§ What to work on: Please convert the data below into a Markdown table with two columns, Row and Data line, placing each nonblank line in its own numbered row. Leave the pictures out.

— START OF Supplied information —

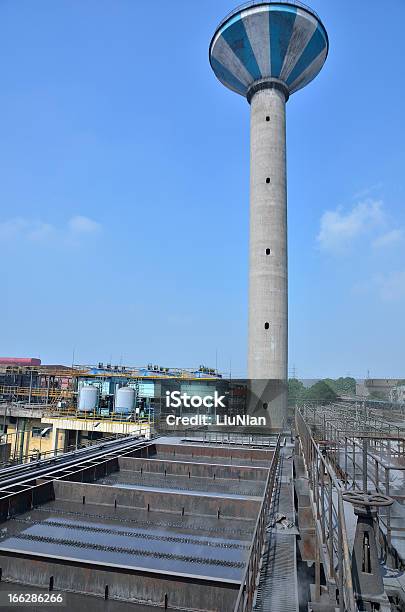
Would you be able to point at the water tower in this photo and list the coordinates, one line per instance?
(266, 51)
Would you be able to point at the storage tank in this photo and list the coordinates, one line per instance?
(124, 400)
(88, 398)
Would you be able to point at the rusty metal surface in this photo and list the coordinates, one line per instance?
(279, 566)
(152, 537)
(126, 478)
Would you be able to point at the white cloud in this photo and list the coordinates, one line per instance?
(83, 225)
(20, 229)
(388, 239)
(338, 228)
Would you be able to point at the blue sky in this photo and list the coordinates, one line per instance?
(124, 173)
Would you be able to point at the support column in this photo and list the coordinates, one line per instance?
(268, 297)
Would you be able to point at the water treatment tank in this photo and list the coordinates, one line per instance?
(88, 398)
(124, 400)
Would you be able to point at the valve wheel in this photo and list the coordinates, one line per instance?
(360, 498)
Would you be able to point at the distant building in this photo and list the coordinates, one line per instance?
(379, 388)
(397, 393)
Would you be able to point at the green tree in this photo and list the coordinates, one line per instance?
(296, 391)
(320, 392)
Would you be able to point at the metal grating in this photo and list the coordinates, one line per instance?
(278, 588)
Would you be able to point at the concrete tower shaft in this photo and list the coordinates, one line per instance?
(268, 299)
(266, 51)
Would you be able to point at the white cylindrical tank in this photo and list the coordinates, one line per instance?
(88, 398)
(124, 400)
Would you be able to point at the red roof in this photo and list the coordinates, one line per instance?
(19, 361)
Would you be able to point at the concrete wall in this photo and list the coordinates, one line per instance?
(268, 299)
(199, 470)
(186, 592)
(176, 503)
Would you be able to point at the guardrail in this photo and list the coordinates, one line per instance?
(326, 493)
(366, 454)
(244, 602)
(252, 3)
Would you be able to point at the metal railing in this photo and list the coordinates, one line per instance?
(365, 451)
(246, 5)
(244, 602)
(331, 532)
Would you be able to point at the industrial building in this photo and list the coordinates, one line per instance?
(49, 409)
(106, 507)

— END OF Supplied information —

§ Task response:
| Row | Data line |
|---|---|
| 1 | Would you be able to point at the water tower in this photo and list the coordinates, one line per instance? |
| 2 | (266, 51) |
| 3 | Would you be able to point at the storage tank in this photo and list the coordinates, one line per instance? |
| 4 | (124, 400) |
| 5 | (88, 398) |
| 6 | Would you be able to point at the rusty metal surface in this photo and list the coordinates, one line per instance? |
| 7 | (279, 566) |
| 8 | (152, 537) |
| 9 | (126, 478) |
| 10 | Would you be able to point at the white cloud in this photo and list the coordinates, one line per instance? |
| 11 | (83, 225) |
| 12 | (20, 229) |
| 13 | (388, 239) |
| 14 | (338, 228) |
| 15 | Would you be able to point at the blue sky in this photo and list the coordinates, one line per instance? |
| 16 | (124, 173) |
| 17 | Would you be able to point at the support column in this photo and list the coordinates, one line per instance? |
| 18 | (268, 297) |
| 19 | Would you be able to point at the water treatment tank in this photo and list the coordinates, one line per instance? |
| 20 | (88, 398) |
| 21 | (124, 400) |
| 22 | Would you be able to point at the valve wheel in this photo and list the coordinates, one line per instance? |
| 23 | (360, 498) |
| 24 | Would you be able to point at the distant building in this photo and list the coordinates, one line per instance? |
| 25 | (379, 388) |
| 26 | (397, 393) |
| 27 | Would you be able to point at the green tree in this photo and list the coordinates, one line per instance? |
| 28 | (296, 391) |
| 29 | (320, 392) |
| 30 | Would you be able to point at the metal grating in this photo and list the coordinates, one line per instance? |
| 31 | (278, 588) |
| 32 | Would you be able to point at the concrete tower shaft in this photo and list the coordinates, one line per instance? |
| 33 | (268, 299) |
| 34 | (266, 51) |
| 35 | Would you be able to point at the white cylindrical tank in this photo and list the coordinates, one line per instance? |
| 36 | (88, 398) |
| 37 | (124, 400) |
| 38 | Would you be able to point at the red roof in this photo and list the coordinates, one line per instance? |
| 39 | (19, 361) |
| 40 | Would you be able to point at the concrete wall in this photo and list the coordinates, one line per instance? |
| 41 | (268, 299) |
| 42 | (199, 470) |
| 43 | (186, 592) |
| 44 | (176, 503) |
| 45 | Would you be able to point at the guardrail in this photo and list the coordinates, one line per instance? |
| 46 | (326, 493) |
| 47 | (366, 454) |
| 48 | (244, 602) |
| 49 | (252, 3) |
| 50 | Would you be able to point at the metal railing in this photo and list the coordinates, one line per instance? |
| 51 | (365, 451) |
| 52 | (246, 5) |
| 53 | (244, 602) |
| 54 | (331, 532) |
| 55 | Would you be able to point at the industrial building in this photo and list the coordinates, one line per instance? |
| 56 | (49, 409) |
| 57 | (106, 507) |